Provided records
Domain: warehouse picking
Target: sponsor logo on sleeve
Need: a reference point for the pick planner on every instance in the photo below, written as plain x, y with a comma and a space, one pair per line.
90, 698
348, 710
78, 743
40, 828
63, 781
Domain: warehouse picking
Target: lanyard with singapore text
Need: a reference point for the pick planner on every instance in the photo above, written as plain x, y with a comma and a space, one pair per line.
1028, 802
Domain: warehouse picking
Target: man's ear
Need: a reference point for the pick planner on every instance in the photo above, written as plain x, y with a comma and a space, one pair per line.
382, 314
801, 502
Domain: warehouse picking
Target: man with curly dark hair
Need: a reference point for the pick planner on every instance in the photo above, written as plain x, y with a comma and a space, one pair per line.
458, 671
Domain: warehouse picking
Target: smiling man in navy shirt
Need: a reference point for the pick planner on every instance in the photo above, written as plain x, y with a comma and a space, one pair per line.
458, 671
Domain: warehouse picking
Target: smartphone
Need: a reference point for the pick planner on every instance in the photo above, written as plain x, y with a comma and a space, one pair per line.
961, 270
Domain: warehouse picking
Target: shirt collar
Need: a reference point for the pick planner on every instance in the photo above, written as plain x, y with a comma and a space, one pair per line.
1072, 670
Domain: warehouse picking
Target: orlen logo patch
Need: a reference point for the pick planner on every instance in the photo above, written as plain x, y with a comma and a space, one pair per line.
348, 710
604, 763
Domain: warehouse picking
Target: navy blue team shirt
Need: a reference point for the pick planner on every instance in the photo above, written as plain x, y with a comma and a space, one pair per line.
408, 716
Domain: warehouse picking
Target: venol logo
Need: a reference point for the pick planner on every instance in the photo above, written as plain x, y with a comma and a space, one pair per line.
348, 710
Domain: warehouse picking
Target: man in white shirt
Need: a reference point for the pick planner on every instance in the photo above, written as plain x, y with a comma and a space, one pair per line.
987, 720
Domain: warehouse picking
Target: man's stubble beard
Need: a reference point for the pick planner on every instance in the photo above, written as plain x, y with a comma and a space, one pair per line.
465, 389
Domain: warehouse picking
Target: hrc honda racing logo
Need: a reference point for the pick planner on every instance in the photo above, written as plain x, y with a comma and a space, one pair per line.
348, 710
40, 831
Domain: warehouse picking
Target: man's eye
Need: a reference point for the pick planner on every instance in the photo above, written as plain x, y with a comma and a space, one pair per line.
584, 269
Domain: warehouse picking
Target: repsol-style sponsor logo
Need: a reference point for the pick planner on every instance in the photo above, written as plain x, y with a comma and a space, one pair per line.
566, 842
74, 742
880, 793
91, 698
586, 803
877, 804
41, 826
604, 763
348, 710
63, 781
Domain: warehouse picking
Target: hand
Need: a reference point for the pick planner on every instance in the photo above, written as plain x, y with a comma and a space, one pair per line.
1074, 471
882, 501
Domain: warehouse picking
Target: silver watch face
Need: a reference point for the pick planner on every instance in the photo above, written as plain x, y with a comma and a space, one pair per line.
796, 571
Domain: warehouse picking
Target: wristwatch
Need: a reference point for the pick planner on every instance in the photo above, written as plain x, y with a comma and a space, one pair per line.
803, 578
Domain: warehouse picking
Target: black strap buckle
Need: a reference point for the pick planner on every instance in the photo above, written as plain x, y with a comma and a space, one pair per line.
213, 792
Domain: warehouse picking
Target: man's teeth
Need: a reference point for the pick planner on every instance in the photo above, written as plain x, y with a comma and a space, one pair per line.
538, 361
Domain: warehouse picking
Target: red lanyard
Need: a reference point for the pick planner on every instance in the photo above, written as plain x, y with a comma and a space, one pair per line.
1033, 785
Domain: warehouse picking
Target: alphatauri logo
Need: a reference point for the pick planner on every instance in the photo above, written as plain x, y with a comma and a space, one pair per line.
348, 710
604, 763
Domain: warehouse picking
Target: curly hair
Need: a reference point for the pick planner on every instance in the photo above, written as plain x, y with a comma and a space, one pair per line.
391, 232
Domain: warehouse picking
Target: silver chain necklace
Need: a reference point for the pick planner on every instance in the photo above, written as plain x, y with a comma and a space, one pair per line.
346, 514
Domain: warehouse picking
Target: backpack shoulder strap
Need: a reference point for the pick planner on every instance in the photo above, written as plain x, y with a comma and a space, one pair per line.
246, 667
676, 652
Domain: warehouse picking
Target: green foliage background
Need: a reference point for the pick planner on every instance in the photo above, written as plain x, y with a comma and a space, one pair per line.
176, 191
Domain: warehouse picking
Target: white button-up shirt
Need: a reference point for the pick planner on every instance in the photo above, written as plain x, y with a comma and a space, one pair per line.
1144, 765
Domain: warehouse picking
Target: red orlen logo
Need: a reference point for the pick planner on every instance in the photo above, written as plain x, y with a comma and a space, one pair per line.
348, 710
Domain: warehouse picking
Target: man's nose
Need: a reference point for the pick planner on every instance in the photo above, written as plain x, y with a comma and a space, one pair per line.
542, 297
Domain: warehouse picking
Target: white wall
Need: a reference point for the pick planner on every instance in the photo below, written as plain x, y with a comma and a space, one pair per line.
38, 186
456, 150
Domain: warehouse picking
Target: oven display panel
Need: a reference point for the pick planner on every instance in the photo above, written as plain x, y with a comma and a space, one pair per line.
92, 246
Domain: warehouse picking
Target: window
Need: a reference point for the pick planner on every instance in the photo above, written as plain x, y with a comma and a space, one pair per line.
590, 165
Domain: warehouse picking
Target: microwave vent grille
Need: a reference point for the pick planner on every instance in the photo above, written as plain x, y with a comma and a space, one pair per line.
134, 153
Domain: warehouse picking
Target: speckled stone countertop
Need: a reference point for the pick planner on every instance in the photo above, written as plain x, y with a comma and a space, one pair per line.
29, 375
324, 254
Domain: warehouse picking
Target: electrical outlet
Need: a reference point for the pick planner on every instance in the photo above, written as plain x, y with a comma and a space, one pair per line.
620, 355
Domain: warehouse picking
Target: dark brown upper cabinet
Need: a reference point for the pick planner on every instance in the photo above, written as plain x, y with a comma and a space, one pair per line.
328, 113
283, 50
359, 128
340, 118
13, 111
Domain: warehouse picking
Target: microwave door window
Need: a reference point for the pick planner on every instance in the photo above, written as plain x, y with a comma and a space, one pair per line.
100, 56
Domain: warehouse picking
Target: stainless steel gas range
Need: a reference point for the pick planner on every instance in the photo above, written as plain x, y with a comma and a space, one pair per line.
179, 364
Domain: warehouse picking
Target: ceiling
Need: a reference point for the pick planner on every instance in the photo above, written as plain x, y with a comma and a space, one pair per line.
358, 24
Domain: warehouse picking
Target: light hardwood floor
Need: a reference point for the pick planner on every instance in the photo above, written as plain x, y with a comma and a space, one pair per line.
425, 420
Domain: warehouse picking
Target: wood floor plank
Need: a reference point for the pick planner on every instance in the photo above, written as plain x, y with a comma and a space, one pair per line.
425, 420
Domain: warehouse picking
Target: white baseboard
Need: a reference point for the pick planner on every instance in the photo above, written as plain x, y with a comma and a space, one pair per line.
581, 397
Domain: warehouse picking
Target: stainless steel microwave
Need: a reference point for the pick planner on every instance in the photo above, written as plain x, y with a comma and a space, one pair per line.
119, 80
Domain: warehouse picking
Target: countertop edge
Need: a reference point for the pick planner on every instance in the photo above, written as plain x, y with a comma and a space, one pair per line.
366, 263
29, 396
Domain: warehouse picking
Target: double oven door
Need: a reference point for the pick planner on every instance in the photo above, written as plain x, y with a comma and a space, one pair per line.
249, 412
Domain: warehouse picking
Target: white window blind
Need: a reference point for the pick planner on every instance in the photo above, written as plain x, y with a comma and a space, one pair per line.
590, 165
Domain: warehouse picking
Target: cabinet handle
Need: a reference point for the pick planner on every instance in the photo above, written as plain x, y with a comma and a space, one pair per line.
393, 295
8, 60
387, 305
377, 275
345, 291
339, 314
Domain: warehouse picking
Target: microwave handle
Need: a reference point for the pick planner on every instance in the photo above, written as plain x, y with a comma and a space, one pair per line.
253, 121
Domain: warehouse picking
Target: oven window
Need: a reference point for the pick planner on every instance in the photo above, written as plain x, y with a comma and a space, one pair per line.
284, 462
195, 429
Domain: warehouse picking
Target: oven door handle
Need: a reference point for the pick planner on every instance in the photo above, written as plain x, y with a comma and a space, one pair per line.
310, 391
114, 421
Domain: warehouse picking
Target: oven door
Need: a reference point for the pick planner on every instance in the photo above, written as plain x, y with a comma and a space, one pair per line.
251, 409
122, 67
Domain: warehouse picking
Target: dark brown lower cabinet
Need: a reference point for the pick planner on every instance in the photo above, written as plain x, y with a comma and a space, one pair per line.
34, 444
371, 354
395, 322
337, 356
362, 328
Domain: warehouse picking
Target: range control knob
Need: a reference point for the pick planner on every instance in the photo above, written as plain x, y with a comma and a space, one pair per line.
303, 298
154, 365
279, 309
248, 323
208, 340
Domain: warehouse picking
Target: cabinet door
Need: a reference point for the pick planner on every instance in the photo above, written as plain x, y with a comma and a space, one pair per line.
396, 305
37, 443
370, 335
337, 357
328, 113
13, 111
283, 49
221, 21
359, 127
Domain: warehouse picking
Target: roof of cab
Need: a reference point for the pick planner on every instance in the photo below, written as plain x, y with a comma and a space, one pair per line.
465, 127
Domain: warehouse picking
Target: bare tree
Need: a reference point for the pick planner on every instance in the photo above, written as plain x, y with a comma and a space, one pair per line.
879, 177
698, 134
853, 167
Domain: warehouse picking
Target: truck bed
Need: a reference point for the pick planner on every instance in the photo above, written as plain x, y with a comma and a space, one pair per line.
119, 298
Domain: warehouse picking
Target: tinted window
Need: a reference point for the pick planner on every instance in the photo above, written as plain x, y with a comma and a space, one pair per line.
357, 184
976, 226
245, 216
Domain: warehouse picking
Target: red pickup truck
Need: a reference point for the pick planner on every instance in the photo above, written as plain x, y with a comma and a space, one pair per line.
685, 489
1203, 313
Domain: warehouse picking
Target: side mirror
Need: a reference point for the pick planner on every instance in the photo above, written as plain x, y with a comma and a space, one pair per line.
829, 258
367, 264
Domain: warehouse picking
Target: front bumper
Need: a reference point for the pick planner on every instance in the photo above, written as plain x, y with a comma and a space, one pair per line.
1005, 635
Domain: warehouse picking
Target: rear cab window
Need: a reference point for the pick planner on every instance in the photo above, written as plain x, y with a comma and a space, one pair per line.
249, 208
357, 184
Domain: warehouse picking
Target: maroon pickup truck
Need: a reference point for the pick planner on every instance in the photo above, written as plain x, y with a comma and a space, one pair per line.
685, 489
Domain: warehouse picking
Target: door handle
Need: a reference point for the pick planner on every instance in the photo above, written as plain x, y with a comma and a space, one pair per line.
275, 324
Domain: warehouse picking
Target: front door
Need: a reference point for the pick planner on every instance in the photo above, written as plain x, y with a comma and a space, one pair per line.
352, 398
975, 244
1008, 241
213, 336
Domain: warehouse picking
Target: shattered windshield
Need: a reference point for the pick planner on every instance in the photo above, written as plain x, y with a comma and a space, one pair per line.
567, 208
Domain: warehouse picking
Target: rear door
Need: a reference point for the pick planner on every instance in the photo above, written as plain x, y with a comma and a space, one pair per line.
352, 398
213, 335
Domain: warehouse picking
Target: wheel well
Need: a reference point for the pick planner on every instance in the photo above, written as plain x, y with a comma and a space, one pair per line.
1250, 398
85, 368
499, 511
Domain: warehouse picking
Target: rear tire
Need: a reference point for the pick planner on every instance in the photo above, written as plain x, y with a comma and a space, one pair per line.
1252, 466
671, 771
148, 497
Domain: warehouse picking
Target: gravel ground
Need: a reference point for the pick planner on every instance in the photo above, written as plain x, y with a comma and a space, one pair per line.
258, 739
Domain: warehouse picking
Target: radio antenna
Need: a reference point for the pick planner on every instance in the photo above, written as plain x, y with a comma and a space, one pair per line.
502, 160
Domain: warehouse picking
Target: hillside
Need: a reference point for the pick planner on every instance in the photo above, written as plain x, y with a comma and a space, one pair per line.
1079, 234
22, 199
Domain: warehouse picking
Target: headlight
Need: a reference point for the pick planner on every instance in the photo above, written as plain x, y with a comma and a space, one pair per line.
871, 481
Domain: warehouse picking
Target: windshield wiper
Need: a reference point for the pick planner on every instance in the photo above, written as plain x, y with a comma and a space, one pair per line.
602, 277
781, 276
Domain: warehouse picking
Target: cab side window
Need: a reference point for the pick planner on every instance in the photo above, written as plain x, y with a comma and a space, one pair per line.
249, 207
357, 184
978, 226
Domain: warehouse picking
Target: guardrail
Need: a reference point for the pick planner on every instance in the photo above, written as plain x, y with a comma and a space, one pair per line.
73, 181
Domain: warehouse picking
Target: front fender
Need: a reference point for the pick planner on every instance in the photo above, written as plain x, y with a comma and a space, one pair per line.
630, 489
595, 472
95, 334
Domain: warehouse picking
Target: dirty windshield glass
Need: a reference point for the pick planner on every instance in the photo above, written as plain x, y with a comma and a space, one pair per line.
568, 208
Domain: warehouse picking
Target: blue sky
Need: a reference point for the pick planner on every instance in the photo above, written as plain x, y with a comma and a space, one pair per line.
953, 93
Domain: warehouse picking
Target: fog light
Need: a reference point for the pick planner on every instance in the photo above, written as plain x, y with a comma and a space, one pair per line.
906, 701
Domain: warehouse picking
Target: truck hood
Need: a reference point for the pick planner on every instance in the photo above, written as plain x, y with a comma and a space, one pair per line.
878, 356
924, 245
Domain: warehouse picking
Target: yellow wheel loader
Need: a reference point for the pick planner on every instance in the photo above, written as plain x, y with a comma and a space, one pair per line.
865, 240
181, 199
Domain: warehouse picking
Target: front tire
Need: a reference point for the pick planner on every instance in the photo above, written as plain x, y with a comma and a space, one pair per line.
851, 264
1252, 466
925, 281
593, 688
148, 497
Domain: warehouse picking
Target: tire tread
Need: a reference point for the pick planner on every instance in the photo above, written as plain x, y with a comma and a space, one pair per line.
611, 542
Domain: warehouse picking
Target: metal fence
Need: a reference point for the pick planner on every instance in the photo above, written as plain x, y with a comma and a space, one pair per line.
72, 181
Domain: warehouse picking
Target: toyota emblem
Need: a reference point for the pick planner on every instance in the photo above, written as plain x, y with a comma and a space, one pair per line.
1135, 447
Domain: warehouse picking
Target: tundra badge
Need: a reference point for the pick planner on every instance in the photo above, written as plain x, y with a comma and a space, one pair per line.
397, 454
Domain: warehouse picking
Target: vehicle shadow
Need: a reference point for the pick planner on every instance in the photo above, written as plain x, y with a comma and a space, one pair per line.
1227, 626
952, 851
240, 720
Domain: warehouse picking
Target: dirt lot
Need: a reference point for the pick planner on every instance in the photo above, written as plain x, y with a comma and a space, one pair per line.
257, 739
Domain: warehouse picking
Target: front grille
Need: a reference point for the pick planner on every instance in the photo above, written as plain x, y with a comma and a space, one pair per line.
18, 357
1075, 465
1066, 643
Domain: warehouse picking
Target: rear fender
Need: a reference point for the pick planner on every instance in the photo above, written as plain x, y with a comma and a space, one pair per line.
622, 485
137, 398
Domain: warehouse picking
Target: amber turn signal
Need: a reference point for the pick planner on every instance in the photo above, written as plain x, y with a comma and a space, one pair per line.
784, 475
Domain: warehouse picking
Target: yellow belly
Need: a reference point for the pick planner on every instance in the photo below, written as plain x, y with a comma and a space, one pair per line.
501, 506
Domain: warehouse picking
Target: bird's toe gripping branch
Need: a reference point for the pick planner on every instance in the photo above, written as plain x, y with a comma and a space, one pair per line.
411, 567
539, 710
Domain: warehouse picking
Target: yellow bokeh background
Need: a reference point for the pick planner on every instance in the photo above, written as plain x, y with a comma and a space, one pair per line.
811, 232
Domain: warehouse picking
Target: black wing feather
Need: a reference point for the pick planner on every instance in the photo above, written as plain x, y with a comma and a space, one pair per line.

Exercise instructions
How many lines in the entries contain the word "tire"? Reply with the number alone.

Result of the task
3